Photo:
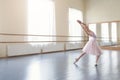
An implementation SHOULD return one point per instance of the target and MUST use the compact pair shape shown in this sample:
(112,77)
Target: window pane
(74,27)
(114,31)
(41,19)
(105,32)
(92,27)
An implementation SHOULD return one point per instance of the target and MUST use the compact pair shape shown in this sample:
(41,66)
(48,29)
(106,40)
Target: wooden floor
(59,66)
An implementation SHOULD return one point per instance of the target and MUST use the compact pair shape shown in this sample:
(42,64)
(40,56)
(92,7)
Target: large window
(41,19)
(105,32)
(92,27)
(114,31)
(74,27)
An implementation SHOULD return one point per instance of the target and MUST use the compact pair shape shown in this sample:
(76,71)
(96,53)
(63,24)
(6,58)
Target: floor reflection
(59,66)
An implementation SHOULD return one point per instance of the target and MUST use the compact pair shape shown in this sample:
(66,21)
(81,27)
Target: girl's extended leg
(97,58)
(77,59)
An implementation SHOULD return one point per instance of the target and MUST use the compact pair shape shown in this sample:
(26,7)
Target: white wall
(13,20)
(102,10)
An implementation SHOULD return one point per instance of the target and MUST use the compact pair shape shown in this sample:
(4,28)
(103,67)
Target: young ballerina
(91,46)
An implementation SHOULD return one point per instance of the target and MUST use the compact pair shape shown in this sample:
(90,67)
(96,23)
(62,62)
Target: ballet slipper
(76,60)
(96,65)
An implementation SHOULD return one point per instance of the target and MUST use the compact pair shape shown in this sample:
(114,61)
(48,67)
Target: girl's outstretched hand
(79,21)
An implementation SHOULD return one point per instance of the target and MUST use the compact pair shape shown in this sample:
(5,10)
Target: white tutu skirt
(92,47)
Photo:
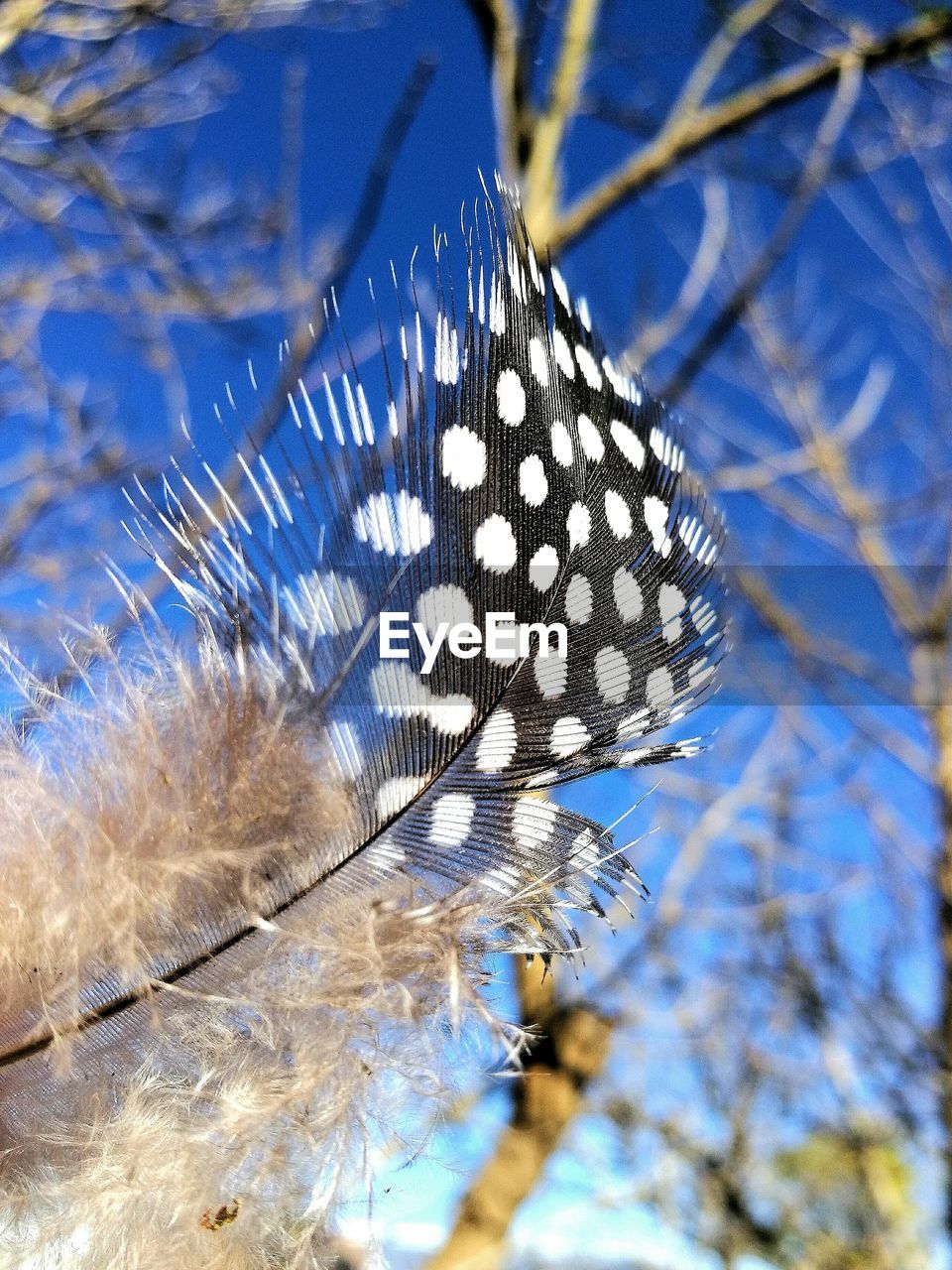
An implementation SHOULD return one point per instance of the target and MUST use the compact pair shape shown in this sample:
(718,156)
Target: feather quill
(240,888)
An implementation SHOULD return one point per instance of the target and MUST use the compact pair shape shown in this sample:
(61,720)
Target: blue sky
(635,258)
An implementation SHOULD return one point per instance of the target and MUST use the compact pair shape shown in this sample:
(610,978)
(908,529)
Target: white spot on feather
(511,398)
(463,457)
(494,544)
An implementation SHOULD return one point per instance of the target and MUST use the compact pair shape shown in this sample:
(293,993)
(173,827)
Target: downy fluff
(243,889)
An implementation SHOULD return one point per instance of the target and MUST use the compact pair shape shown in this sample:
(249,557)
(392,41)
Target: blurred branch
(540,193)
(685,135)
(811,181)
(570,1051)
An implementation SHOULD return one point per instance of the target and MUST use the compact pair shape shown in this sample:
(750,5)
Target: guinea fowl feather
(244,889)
§ §
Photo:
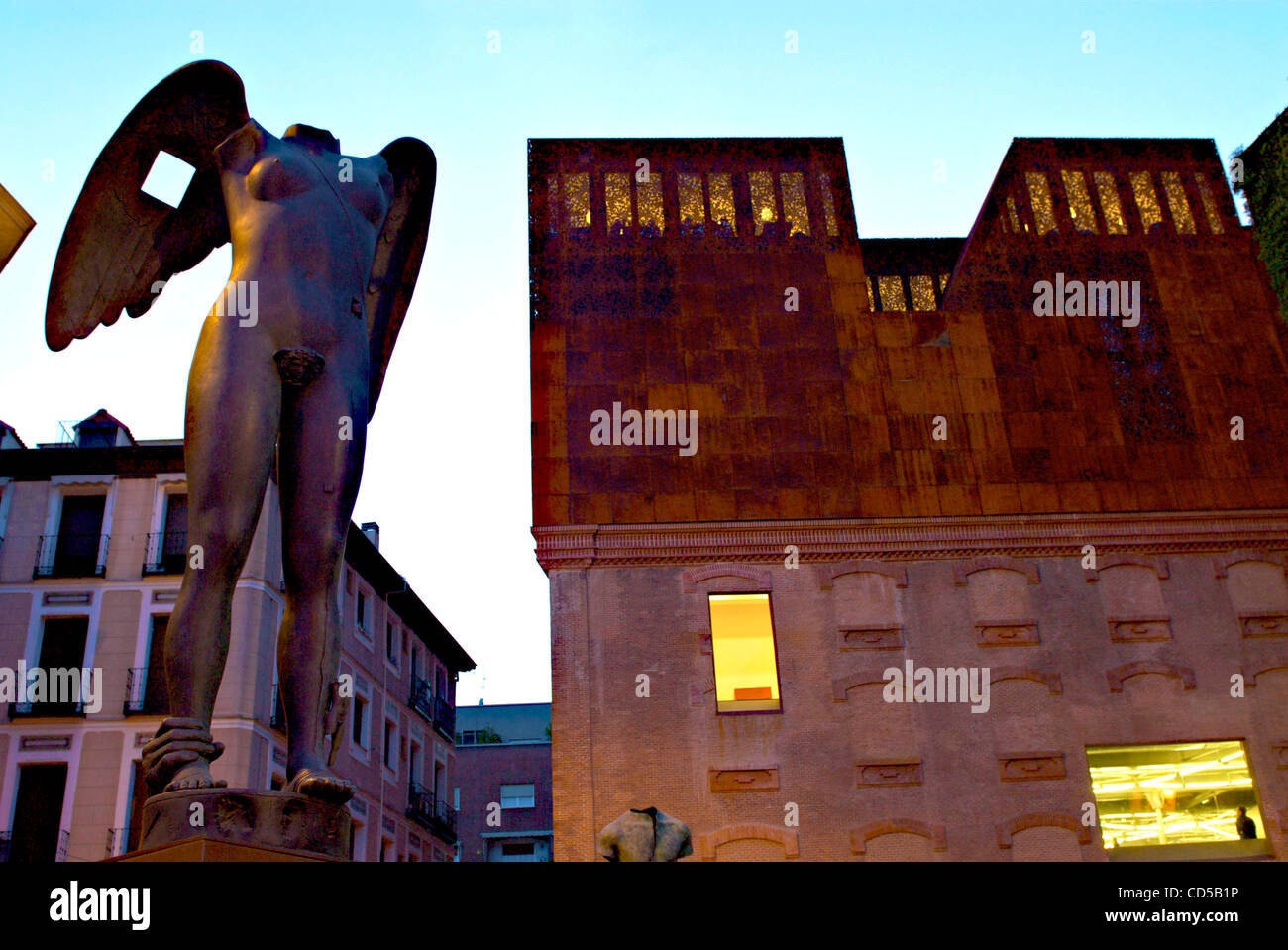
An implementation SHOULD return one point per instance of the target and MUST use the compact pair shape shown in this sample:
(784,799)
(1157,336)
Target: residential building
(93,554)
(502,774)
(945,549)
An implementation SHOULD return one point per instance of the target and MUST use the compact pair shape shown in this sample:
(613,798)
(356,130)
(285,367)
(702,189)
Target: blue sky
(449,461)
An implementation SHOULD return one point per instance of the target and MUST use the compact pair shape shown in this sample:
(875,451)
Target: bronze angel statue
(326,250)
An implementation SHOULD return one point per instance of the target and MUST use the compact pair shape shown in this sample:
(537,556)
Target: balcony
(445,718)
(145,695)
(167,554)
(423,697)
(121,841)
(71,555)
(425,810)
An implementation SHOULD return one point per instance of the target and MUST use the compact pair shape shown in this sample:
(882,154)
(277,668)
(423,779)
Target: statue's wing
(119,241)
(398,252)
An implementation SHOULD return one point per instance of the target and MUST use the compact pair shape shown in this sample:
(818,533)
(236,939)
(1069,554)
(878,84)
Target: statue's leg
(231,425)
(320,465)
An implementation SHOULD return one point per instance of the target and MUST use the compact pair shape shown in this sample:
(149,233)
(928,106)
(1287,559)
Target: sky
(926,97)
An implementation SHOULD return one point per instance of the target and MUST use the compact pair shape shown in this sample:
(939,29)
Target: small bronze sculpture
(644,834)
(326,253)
§ §
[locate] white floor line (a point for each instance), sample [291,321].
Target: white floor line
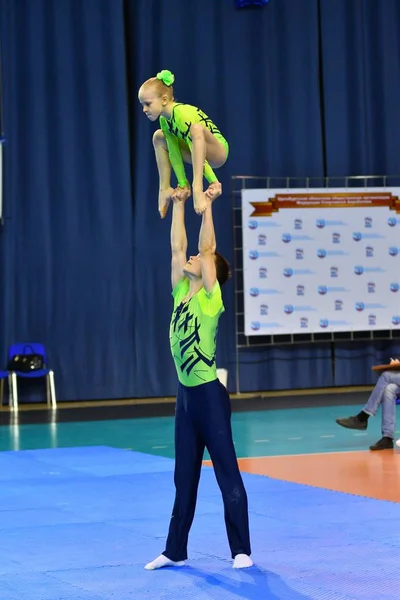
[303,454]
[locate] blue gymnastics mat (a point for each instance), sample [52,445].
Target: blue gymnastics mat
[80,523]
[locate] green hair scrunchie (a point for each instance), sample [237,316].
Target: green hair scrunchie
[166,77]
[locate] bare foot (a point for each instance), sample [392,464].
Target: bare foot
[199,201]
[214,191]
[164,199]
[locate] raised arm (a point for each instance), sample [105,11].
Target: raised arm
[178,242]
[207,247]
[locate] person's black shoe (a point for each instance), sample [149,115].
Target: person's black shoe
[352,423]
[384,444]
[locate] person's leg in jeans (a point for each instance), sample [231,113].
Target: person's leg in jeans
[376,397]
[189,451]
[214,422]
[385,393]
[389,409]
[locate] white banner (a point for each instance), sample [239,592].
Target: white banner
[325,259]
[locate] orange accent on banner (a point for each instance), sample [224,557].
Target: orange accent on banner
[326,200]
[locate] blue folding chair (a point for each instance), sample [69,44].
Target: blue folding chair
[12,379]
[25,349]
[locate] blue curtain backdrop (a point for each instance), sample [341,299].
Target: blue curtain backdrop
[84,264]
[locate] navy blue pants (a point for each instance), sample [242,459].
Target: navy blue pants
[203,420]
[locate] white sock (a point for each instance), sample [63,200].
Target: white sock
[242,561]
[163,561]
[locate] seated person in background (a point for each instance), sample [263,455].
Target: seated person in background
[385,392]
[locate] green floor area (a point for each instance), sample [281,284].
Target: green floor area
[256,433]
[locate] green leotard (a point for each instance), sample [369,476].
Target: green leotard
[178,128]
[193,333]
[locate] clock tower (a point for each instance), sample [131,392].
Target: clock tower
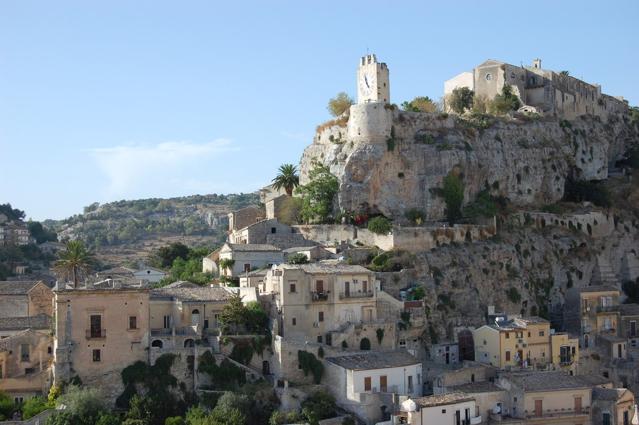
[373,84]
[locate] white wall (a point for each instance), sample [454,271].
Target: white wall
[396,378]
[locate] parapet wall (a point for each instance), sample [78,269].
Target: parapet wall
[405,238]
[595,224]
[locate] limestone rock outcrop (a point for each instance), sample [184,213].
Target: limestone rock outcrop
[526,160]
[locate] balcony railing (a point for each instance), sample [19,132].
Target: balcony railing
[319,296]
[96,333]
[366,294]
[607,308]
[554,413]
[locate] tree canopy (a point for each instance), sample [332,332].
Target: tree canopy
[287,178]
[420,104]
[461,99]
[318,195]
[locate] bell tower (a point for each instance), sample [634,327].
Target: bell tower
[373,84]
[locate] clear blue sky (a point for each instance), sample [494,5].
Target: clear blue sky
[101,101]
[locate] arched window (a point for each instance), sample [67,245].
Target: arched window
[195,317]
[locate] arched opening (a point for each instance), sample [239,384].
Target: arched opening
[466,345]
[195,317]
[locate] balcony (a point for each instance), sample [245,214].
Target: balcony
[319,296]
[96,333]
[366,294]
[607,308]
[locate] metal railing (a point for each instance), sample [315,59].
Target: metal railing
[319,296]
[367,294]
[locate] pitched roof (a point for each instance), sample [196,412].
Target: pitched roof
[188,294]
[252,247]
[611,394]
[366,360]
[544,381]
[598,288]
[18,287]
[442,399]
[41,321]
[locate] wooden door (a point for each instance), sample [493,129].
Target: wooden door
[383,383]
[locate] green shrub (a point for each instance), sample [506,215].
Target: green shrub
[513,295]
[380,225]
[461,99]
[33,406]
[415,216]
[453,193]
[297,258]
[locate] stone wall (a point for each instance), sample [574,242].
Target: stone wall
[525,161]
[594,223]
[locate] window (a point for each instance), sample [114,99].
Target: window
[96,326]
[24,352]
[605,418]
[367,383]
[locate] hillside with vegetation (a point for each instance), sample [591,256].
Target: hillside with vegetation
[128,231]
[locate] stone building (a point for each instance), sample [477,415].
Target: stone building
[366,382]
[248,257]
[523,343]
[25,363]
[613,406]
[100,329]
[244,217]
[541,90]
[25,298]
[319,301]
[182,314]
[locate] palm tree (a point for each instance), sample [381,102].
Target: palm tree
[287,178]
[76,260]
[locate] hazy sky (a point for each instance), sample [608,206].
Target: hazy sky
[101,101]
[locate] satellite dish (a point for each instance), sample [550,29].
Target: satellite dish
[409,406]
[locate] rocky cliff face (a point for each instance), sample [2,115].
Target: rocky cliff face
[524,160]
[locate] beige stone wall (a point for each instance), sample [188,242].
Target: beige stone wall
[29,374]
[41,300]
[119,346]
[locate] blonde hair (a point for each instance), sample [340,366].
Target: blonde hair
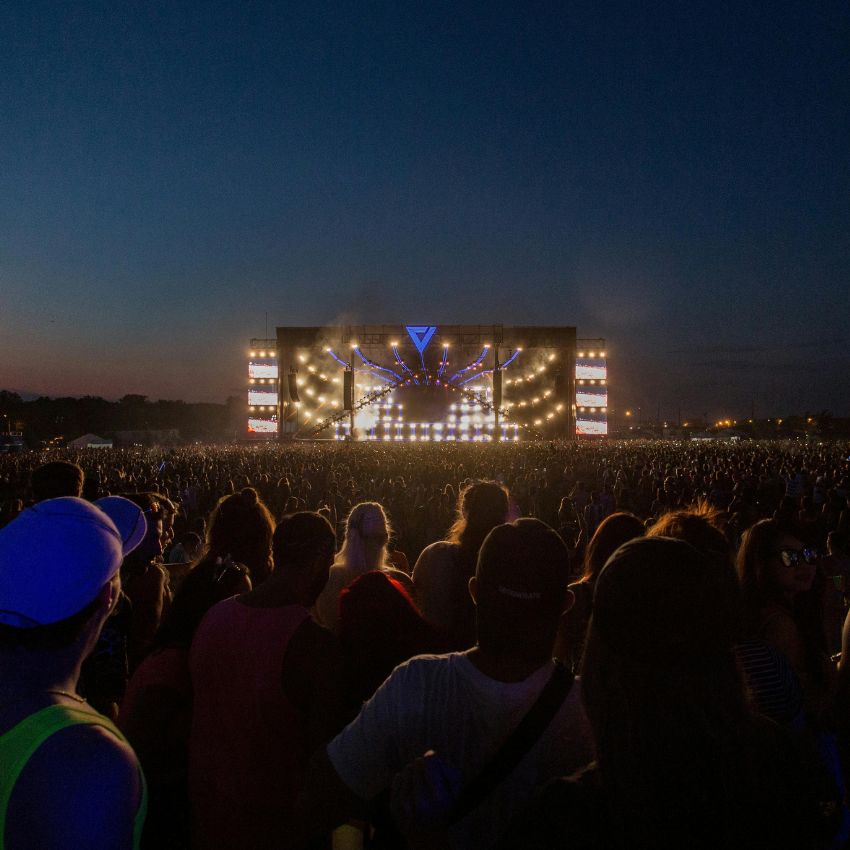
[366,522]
§ §
### What to work on
Given the data above, transcribe exactly the lines from the one containing "[locate] arched window" down to the one containing "[locate] pitched roof", and no others.

### Reply to the exercise
[locate] arched window (a point for each instance), sample [67,245].
Target: arched window
[195,317]
[locate] arched opening (a point for each instance), sample [239,384].
Target: arched opening
[466,345]
[195,317]
[locate] balcony (a point for each instance), sample [245,214].
Target: balcony
[319,296]
[96,333]
[366,294]
[607,308]
[locate] metal railing (a point for each instance), sample [315,59].
Target: metal railing
[319,296]
[367,294]
[locate] pitched roof (a point for each instance), sample [196,412].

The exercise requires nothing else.